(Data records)
((

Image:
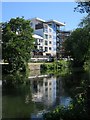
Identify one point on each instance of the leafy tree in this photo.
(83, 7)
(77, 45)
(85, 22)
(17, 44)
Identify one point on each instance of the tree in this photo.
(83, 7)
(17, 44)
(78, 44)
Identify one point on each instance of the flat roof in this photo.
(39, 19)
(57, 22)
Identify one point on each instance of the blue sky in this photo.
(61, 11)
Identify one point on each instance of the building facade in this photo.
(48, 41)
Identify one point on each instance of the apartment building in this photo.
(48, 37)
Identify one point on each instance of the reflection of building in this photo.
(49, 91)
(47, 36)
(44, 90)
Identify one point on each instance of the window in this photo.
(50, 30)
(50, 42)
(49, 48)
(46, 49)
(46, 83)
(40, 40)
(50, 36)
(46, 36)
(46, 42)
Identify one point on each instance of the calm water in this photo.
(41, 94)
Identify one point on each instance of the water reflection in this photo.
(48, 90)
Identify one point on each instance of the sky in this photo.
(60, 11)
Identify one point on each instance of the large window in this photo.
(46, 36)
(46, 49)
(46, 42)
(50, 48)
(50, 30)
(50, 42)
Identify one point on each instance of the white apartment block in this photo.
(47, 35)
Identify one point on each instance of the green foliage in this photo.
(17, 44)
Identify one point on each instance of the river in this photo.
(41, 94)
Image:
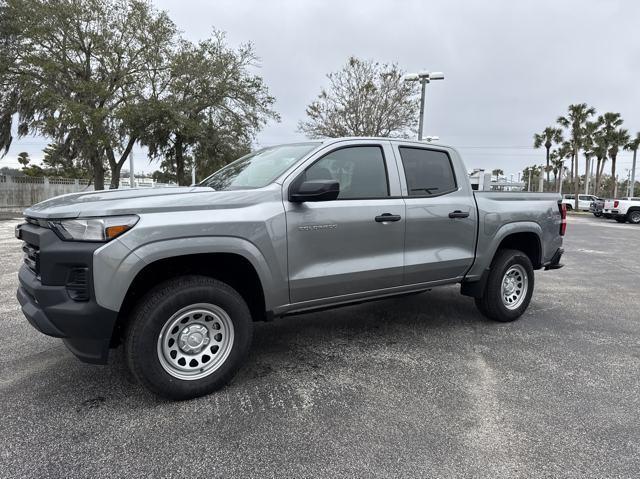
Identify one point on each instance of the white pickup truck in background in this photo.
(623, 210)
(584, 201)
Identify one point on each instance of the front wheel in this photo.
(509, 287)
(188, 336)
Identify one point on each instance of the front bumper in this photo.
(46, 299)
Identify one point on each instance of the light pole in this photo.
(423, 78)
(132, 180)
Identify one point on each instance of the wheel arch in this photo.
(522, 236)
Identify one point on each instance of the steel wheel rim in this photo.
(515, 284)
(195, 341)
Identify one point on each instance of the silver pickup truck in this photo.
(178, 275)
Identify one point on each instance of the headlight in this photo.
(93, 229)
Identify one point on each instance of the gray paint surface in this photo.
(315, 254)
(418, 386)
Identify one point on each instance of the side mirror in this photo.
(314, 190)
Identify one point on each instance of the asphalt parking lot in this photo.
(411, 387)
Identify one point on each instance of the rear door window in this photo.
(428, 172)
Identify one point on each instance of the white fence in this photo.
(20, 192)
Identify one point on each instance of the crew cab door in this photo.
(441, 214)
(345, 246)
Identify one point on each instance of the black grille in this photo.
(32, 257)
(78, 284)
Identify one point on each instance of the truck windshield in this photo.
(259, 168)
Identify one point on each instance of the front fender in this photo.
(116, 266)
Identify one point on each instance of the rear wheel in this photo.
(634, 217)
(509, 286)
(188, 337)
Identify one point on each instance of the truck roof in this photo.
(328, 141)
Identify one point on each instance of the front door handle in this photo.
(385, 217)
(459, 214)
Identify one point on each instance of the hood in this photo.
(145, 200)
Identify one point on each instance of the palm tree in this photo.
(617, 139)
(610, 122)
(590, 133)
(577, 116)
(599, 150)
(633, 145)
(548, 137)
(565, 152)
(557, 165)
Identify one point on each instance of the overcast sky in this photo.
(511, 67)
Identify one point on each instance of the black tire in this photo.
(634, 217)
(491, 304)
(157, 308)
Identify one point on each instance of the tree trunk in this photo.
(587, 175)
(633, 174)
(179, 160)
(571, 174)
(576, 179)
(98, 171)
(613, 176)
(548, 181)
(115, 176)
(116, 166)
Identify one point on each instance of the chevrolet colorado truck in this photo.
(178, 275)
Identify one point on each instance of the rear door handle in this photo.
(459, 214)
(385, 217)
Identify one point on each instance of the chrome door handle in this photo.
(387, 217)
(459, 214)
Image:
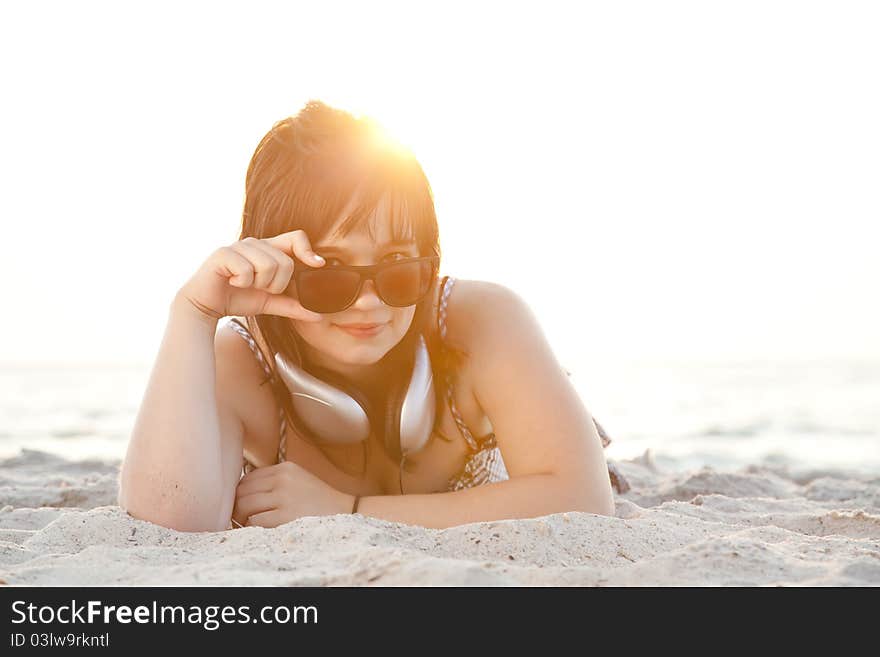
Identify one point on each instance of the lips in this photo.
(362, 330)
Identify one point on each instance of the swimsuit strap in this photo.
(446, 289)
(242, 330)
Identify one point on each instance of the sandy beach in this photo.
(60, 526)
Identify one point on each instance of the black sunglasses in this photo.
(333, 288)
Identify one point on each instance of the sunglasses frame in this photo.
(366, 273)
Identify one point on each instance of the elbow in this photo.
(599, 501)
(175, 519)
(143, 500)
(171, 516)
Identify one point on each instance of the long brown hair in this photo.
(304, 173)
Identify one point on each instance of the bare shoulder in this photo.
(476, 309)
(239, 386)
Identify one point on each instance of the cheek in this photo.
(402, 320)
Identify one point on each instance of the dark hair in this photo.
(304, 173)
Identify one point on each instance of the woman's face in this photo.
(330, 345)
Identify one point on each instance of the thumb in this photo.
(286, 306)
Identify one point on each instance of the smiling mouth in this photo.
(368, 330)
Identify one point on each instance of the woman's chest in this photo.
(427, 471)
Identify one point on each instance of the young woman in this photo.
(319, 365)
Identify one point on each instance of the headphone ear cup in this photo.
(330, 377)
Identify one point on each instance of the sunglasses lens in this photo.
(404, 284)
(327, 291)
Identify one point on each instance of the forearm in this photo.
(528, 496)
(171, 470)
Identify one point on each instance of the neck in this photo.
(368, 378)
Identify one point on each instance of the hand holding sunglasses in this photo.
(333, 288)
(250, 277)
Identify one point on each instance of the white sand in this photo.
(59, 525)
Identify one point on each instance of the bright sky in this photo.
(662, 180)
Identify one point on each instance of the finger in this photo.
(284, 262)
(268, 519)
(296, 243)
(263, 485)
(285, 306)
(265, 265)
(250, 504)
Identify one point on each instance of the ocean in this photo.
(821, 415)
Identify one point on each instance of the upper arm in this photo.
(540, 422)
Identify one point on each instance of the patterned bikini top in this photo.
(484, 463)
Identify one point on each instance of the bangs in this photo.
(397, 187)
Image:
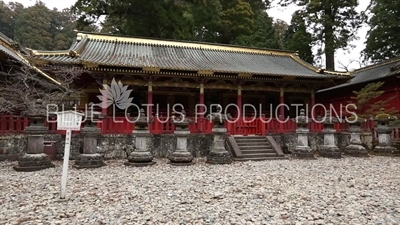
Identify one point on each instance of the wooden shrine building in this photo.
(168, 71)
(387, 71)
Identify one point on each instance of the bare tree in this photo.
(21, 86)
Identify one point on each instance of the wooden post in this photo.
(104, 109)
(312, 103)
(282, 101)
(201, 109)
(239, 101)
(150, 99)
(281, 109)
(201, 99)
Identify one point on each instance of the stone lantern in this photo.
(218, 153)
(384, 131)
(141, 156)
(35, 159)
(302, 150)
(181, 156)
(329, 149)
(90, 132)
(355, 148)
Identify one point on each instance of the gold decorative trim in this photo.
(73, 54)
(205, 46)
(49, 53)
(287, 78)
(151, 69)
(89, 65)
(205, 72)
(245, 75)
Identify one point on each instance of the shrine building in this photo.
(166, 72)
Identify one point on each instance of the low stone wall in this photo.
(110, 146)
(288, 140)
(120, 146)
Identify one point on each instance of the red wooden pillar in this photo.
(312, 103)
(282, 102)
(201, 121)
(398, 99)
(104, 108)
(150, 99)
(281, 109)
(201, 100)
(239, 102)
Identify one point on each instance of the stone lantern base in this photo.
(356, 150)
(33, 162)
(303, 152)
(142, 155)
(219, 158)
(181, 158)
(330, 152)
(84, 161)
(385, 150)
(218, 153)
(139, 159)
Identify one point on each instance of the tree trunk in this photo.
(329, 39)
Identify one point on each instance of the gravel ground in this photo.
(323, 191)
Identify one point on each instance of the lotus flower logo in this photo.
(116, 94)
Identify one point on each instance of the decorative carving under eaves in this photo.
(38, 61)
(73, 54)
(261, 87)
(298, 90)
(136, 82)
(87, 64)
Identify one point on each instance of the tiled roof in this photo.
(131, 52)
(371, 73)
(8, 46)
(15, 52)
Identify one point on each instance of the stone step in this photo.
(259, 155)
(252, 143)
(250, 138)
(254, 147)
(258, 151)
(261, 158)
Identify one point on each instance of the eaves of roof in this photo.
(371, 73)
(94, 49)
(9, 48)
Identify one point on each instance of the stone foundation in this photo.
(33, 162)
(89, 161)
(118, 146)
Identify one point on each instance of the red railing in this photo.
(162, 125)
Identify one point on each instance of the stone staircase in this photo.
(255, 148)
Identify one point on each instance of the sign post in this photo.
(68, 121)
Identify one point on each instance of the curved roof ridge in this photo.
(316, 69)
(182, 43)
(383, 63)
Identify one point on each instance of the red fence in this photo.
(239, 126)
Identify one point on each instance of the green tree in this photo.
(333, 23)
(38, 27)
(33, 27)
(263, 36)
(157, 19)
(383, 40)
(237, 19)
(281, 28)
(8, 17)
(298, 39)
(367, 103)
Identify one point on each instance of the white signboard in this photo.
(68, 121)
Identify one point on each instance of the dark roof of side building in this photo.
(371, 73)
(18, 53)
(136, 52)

))

=== Stated problem ===
Output an exact copy of the lines beginning at the one that holds "Identify one point on each instance of the shrine" and running through the final line of the records.

=== Full output ===
Identify one point on each instance of the shrine building in this photo.
(166, 72)
Identify one point on each instance of the low stone wall in this photo.
(110, 146)
(288, 140)
(120, 146)
Identify one point on each instance of the red wooden pillar in this photo.
(312, 103)
(282, 102)
(201, 121)
(398, 99)
(104, 108)
(150, 99)
(281, 109)
(201, 100)
(239, 102)
Identify one point on each instance of the stone lantern base in this photo.
(356, 150)
(33, 162)
(303, 152)
(142, 155)
(219, 158)
(181, 158)
(330, 152)
(84, 161)
(385, 150)
(218, 153)
(139, 159)
Identify one point on each instance of the tree trunk in this photo.
(329, 39)
Identify one point on each instance of the gravel ground in this photo.
(323, 191)
Identify one point on each instance of the lotus flower logo in this photo.
(116, 94)
Identify one point on each instance of the decorative carving under eaves in this photo.
(38, 61)
(73, 54)
(261, 87)
(298, 90)
(136, 82)
(87, 64)
Identify one point on each instance of the tiled roof in this photo.
(131, 52)
(371, 73)
(8, 46)
(15, 52)
Identify one point on each instance of the stone step in this photo.
(259, 155)
(252, 143)
(250, 138)
(254, 147)
(258, 151)
(261, 158)
Identify one point on each instance of the eaves of roof in this photo.
(371, 73)
(94, 49)
(9, 48)
Identify one point on each instance of the stone foundation in this photo.
(33, 162)
(89, 161)
(118, 146)
Identify one point on each instance of the red railing in this photo.
(162, 125)
Identify one point on each instance of the stone staircase in this photo.
(255, 148)
Identify one point on each instance of the sign post in this photo.
(68, 121)
Identify one point on each instance of the curved roof ridge in this photo.
(316, 69)
(182, 43)
(383, 63)
Identify one point on each instance of the red fence in this photo.
(239, 126)
Identify one point on each instance of the green tree in this photo.
(333, 23)
(38, 27)
(33, 27)
(263, 36)
(157, 19)
(383, 40)
(237, 19)
(281, 28)
(8, 17)
(298, 39)
(367, 103)
Identify one point on each instance of the white signboard in this photo.
(68, 121)
Identify one point on each instance of the dark roof of side building in this photo.
(371, 73)
(18, 53)
(136, 52)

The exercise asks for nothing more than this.